- **Extracted information**
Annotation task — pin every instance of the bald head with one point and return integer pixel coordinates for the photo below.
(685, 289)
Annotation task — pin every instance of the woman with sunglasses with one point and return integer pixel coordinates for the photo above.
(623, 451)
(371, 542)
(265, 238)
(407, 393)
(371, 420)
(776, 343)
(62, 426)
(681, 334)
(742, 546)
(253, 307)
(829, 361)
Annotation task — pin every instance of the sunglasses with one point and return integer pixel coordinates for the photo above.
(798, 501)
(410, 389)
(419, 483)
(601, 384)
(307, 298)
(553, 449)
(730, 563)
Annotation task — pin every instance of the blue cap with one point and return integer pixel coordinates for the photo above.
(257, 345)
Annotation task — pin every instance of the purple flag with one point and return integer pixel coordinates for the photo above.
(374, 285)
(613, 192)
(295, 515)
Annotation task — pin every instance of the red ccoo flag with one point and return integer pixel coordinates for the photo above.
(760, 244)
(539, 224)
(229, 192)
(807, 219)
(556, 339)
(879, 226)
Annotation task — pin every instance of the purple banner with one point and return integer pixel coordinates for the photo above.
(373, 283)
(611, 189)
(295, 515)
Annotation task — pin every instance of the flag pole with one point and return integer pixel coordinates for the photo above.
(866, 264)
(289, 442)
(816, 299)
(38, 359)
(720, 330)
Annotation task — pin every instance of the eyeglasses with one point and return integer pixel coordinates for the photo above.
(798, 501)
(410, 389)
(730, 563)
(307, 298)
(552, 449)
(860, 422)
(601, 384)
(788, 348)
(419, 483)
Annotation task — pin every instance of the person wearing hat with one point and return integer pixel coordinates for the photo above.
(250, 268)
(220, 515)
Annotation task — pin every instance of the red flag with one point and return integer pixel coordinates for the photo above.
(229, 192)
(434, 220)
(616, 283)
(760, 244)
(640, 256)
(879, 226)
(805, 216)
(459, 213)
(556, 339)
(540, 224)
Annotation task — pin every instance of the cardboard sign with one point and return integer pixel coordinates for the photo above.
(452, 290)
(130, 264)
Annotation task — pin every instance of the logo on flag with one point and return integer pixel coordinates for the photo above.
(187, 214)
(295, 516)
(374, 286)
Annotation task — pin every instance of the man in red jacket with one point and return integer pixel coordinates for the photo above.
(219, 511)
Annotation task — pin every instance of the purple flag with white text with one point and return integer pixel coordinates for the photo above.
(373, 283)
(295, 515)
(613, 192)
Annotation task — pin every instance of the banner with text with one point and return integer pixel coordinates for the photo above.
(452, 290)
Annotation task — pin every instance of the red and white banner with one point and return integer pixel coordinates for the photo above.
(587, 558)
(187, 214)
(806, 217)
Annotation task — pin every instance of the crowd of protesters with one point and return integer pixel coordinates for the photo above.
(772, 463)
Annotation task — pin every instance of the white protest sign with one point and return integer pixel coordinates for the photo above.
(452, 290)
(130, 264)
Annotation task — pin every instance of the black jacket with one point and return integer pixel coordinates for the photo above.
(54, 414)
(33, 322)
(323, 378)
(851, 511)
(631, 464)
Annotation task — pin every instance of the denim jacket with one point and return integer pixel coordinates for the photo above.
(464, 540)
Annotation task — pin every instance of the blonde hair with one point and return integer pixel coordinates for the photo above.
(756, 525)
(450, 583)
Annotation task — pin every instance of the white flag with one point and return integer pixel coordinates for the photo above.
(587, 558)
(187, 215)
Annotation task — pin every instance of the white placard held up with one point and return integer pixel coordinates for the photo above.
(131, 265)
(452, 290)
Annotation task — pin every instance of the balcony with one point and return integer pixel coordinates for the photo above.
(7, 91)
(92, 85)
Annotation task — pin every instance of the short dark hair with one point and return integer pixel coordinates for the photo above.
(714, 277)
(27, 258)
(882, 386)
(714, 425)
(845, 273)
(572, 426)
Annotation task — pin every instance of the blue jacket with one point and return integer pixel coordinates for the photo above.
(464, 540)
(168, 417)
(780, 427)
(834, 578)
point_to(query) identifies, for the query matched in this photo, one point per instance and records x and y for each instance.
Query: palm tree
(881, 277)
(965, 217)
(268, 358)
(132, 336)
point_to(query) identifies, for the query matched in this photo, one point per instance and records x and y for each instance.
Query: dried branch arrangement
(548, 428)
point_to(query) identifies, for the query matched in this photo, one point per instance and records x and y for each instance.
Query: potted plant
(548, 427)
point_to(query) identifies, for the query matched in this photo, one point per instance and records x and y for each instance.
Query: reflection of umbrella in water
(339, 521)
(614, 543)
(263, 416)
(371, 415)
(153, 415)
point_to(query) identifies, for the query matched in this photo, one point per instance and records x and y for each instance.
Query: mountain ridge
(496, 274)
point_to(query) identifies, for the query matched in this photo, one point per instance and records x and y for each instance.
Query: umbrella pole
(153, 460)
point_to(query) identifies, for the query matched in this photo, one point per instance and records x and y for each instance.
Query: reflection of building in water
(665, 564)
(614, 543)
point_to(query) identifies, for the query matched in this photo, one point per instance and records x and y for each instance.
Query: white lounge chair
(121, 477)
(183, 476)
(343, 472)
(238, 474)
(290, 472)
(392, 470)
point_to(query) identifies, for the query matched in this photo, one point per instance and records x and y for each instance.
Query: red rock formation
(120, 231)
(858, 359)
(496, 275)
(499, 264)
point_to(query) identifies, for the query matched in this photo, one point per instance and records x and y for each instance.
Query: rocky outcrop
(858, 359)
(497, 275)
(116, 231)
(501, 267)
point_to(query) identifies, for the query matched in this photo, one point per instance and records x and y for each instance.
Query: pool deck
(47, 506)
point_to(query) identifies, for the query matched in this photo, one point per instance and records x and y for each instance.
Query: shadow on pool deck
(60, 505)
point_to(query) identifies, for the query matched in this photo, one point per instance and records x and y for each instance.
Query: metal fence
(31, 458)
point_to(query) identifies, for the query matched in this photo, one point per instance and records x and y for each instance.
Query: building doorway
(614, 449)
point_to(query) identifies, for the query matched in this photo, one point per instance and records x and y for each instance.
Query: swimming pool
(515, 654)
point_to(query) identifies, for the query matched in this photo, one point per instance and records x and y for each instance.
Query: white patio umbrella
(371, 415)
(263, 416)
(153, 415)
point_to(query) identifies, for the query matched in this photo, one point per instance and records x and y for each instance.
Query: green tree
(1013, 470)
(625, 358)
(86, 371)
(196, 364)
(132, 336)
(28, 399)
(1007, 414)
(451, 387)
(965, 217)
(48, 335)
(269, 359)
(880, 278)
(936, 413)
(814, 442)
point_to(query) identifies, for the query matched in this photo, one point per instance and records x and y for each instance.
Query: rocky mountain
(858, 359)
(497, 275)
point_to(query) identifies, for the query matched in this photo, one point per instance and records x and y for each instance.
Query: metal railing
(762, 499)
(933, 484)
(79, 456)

- **Problem to work on**
When you reach the end of the data above, set it all down again unchanged.

- **Output of the exercise**
Annotation task — pin every instance of the bald head with one point and return integer pixel coordinates for the photo below.
(685, 289)
Annotation task — pin every instance of the woman with sunglasses with one point and return integer pixel coordinates for the photo above.
(623, 451)
(371, 542)
(265, 238)
(407, 393)
(371, 420)
(776, 343)
(62, 426)
(681, 334)
(742, 546)
(253, 307)
(829, 361)
Annotation task — pin every instance of the sunglasses with one point and return integer pixel coordinates for the photo above.
(798, 501)
(410, 389)
(419, 483)
(601, 384)
(307, 298)
(553, 449)
(730, 563)
Annotation task — pin every instance of the blue cap with one point and return integer pixel coordinates for the photo above.
(257, 345)
Annotation task — pin every instance of the purple flag with one point and return integer pixel coordinates for the photo above.
(374, 285)
(613, 192)
(295, 515)
Annotation task — pin every instance of the red ccoo flag with one point and return integer pixel coordinates for the photo above.
(760, 244)
(539, 224)
(229, 192)
(807, 219)
(556, 339)
(879, 226)
Annotation task — pin every instance of the purple banner with one point and return integer pixel coordinates for the photo above.
(373, 283)
(611, 189)
(295, 515)
Annotation task — pin every instance of the flag pole with one point and return integer pixel coordinates for the photo above.
(866, 264)
(289, 442)
(816, 299)
(38, 359)
(720, 330)
Annotation task — pin every instance of the eyeglasses with one point and return integer pixel coordinates for the photo above.
(798, 501)
(410, 389)
(730, 563)
(307, 298)
(552, 449)
(860, 422)
(601, 384)
(788, 348)
(419, 483)
Annotation task — pin every instance of the person wearing hat with one point and return integer pixel coordinates for the photo above.
(250, 268)
(220, 515)
Annotation task — pin every instance of the red flag with one point and return integer pixel coordinates for the photo above.
(229, 192)
(434, 220)
(616, 283)
(760, 244)
(640, 256)
(879, 226)
(805, 216)
(459, 213)
(556, 339)
(540, 224)
Annotation task — pin every instance of the cardboard sign with one point and return integer pixel coordinates for the photo above.
(452, 290)
(130, 264)
Annotation task — pin every instance of the logo on flag with one point and return integer pixel coordinates for the photo above.
(187, 214)
(295, 516)
(374, 286)
Annotation task — pin every instance of the man in red jacket with one point and return integer pixel coordinates for the photo above.
(219, 511)
Annotation task — pin every instance of the purple flag with white text with one point and return integer pixel coordinates for the photo above.
(373, 283)
(295, 515)
(613, 192)
Annotation task — pin every instance of the banner with text with one point and return integer pixel coordinates for the photo above.
(452, 290)
Annotation task — pin every instance of the red and white banner with one point and return integer pixel coordinates for the photo above.
(587, 558)
(187, 214)
(806, 217)
Annotation task — pin every instance of the crowd of protesters with one point and return integer pixel coordinates for the photo above.
(772, 463)
Annotation task — pin every instance of the white protest sign with one point and return integer pixel coordinates for the photo above.
(452, 290)
(130, 264)
Annotation task — pin every instance of the black jacket with one point and return integer pixel coordinates for the photo above.
(54, 414)
(33, 322)
(323, 378)
(851, 511)
(631, 464)
Annotation task — pin every instance of the denim jacket with one point and return integer pixel coordinates for the photo above.
(464, 540)
Annotation task — pin every instance of the blonde hair with one point and return integer pixel coordinates for the photo above.
(756, 525)
(450, 583)
Annotation task — pin every instance of the white flag with one point and return integer pixel coordinates for the photo above.
(587, 558)
(187, 215)
Annotation task — pin every instance of the white placard held up with one point and return integer pixel coordinates for the photo above.
(131, 265)
(452, 290)
Annotation task — pin every instance of the balcony with one point and return integer pixel coordinates for the photo above.
(7, 91)
(92, 85)
Annotation task — pin every instance of the short dark hair with one point and return integer pixel coordinates for the photo above.
(714, 277)
(27, 258)
(882, 386)
(714, 425)
(845, 273)
(572, 426)
Annotation task — pin every instance of the blue jacket with one point and return integer pixel coordinates for the photo above.
(464, 540)
(168, 417)
(780, 427)
(834, 578)
point_to(query) identifies, for the query matched in this photo, one point per instance and records x and y for each instance.
Query: palm tree
(881, 277)
(965, 217)
(268, 358)
(132, 336)
point_to(query) identifies, for the query matched in this photo, one point per instance and records x and y for each instance.
Query: dried branch arrangement
(548, 428)
point_to(query) identifies, for the query matched in this photo, one point per instance and records x and y for each instance.
Query: potted plant
(548, 427)
point_to(query) identifies, for the query matched in this photo, one point per instance and records x and y for each instance.
Query: reflection of umbrella in water
(339, 521)
(614, 543)
(263, 416)
(371, 415)
(153, 415)
point_to(query) identifies, for the query matched in this photo, one point per instance and records x and y for each instance.
Query: mountain ridge
(496, 274)
point_to(query) identifies, for the query matched in this photo, one point per instance and records x and y for each instance.
Query: umbrella pole
(153, 460)
point_to(query) identifies, for the query matched in this photo, one point per instance and records x and y for each instance.
Query: reflection of building in water
(665, 564)
(614, 543)
point_to(query) identifies, for the query matched in this photo, one point per instance and records x and y for each instance.
Query: white lounge chair
(121, 477)
(183, 476)
(343, 472)
(238, 474)
(290, 472)
(392, 470)
point_to(query) identifies, for the query matched in this photo, one point per instance and records x and y for each instance.
Query: red rock formation
(120, 231)
(858, 359)
(496, 275)
(499, 264)
point_to(query) identifies, for the query matched in this photo, one point per instance and records x and y for each instance.
Query: rocky outcrop
(858, 359)
(497, 275)
(116, 231)
(501, 267)
point_to(query) identifies, for the query matched in this photo, one point per instance and records x and y for each instance.
Query: pool deck
(47, 506)
point_to(query) identifies, for the query matched in this photo, one point per instance and records x and y for each instance.
Query: shadow on pool deck
(60, 505)
point_to(query) identifies, for the query matched in this photo, one point per instance and records x and y for each instance.
Query: metal fence
(31, 458)
point_to(query) identifies, for the query matched in this photo, one point per instance and records x and y for each instance.
Query: building doorway
(614, 449)
point_to(query) identifies, for the query matched in this photo, one point per instance and records x and y for each instance.
Query: swimming pool
(515, 654)
point_to(query) identifies, for the query matched in this photo, one point per instance and records x and y for each instance.
Query: white patio umbrella
(371, 415)
(263, 416)
(153, 415)
point_to(query) identifies, for the query matched in this photo, one point per instance and records x and y for each instance.
Query: green tree
(1013, 470)
(625, 358)
(86, 371)
(196, 364)
(132, 336)
(28, 399)
(1007, 414)
(451, 387)
(965, 217)
(48, 335)
(269, 359)
(880, 278)
(936, 413)
(814, 442)
point_to(query) identifies, for the query matched in this photo, one point per instance and records x and y for each instance.
Query: rocky mountain
(858, 359)
(497, 275)
point_to(query) identifies, for the query matched in this photo, one point per instance and records x and y for each instance.
Query: metal railing
(762, 499)
(933, 484)
(79, 456)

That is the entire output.